The number of lines with the string "rough" in the listing below is all that should be reported.
───
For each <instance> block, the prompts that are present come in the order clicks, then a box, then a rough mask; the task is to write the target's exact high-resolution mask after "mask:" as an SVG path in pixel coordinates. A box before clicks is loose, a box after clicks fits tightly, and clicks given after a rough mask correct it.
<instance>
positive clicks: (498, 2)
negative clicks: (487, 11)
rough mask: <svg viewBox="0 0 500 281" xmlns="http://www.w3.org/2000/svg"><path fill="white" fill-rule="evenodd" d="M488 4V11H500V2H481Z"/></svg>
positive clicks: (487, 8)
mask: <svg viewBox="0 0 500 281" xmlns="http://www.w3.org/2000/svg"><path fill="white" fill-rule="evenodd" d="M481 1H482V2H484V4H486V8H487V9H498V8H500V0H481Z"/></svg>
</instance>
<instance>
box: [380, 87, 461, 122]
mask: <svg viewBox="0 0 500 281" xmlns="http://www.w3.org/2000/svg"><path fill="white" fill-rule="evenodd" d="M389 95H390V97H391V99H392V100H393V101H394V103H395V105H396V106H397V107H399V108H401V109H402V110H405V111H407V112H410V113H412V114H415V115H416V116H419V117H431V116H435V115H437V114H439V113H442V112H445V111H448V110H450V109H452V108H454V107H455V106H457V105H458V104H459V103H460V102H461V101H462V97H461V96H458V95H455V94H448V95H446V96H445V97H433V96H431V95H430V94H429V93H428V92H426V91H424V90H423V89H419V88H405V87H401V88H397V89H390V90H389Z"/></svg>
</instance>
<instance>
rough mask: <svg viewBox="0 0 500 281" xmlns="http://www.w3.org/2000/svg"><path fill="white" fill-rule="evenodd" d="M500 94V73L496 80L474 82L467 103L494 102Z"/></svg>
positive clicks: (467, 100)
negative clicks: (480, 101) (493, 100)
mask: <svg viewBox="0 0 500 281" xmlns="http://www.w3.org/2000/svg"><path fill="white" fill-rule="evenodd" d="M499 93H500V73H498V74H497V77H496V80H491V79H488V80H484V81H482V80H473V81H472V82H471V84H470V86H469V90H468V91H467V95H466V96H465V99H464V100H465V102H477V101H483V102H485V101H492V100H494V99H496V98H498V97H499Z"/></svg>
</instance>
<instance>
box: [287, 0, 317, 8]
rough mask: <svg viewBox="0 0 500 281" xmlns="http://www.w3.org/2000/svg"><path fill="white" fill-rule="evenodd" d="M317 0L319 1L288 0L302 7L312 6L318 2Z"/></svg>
───
### WRITTEN REPLY
4